Estratto.

= = = = =

NB: la Recensione non contiene spoiler sulla trama di Ragnarok, ma può includere importanti dettagli legati alla storia di God of War (2018) e al suo finale.
Padre e figlio, uniti contro il destino: la storia
Gli effetti del Fimbulwinter si fanno notare in tutti i Nove Regni, in maniera più o meno evidente. Midgard è stata inghiottita da un freddo glaciale che ne ha alterato sensibilmente i connotati, costringendo Kratos e Atreus ad affrontare un inverno apparentemente infinito. È il prezzo da pagare per la morte di Baldur, figlio di Odino e Freya, una tragedia che ha innescato un'ulteriore serie di eventi che culminerà solo con la fine del mondo, con il Ragnarǫk.
Non solo Freya, ma anche altre divinità vogliono vendicare Baldur, come preannunciava la scena finale del precedente capitolo che, tramite un sogno di Atreus, anticipava la visita di Thor alla dimora di Kratos. La storia del Dio della Guerra continua dall'esatto punto in cui l'avevamo lasciata, a dimostrazione del fatto che Santa Monica Studio non vuole mollare la presa sul giocatore trascurando eventuali dettagli. Negli anni che separano le vicende del primo episodio da Ragnarok, Kratos ha qualche pelo bianco in più sulla barba e Atreus è visibilmente cresciuto e può ora vantare una certa maestria nella caccia e una discreta esperienza in battaglia.
Padre e figlio si preparano ad affrontare un nuovo viaggio, ma questa volta c'è una profezia a svelarci tutto quello che accadrà. Atreus è tormentato dall'oracolo di Jötunheim e dalla scoperta di quello che sembrerebbe essere il suo vero nome: Loki. Il ragazzo ha intenzione di far luce sulla profezia dei Giganti e, dunque, sulle sue origini, ma Kratos - che dal canto suo non ha mai sopportato le profezie - teme per l'incolumità del figlio.

= = = = =

Dati forniti.
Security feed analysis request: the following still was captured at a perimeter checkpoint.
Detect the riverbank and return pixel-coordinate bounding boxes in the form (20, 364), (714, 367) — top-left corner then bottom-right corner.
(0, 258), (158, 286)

= = = = =

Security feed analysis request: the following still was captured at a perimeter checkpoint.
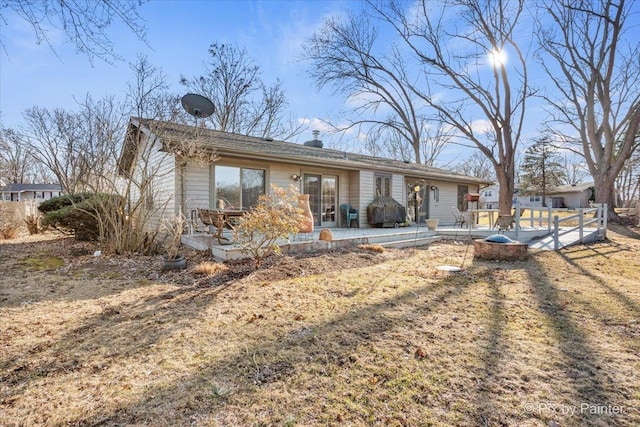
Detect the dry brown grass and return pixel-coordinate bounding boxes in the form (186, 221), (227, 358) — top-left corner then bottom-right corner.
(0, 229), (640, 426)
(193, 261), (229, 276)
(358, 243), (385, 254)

= = = = =

Compiti scritti.
**1.** Elenca tutti i personaggi chiamati per nome nella recensione di Ragnarok. Per Atreus, indica anche il nome che scopre.
**2.** Rispondi a queste domande sulla recensione di Ragnarok:
(a) Di che cosa è il prezzo da pagare l'inverno che ha colpito Midgard?
(b) Che cosa anticipava la scena finale del capitolo precedente?
(c) Che cosa pensa Kratos delle profezie?
**3.** Prosegui la recensione di Ragnarok dal punto in cui si interrompe.

Le risposte.
**1.**
Kratos
Atreus (scopre quello che sembrerebbe essere il suo vero nome: Loki)
Baldur
Odino
Freya
Thor

**2.**
(a) È il prezzo da pagare per la morte di Baldur, figlio di Odino e Freya.
(b) Anticipava, tramite un sogno di Atreus, la visita di Thor alla dimora di Kratos.
(c) Non le ha mai sopportate.

**3.**
Certo, a una rapida occhiata God of War Ragnarok sembra raccontare le epiche battaglie tra Kratos e le mostruosità, divine e non, che popolano i regni della mitologia norrena. Il vero fulcro della sua storia è però il rapporto tra Kratos e Atreus, elemento narrativo che gli scrittori di Santa Monica Studio sono riusciti ad inscenare con grande delicatezza, maturità e realismo, al punto da poter impartire delle vere e proprie lezioni di genitorialità.
Il profondo legame tra il burbero Dio della Guerra e suo figlio scalda il cuore dei giocatori nel gelido freddo del Fimbulwinter. Nella sua brutale schiettezza, Kratos ha insegnato ad Atreus le dure leggi della sopravvivenza e il peso della responsabilità che, nel loro caso, è ulteriormente aggravato dal retaggio divino. Il ragazzo ha ancora molto da imparare, ma così anche il Fantasma di Sparta, che tra grugniti e rimproveri riesce ad abbracciare una maggiore 'dolcezza' nelle interazioni con Atreus, senza tuttavia rinunciare alla sua autorità.
La bellezza di God of War Ragnarok non risiede solo nei rapporti tra i personaggi, ma anche nella sua maestosa regia. Come il suo predecessore, questo capitolo viene 'diretto' in unico piano sequenza che non allontana mai l'inquadratura dal protagonista e che in tal modo mantiene viva l'azione sullo schermo. Questo si scontra però con un ritmo narrativo volutamente altalenante, in cui le concitate sequenze delle battaglie di Kratos sono alternate a situazioni più rilassate, dove i personaggi si concedono delle pause riflessive o un'innocente chiacchierata.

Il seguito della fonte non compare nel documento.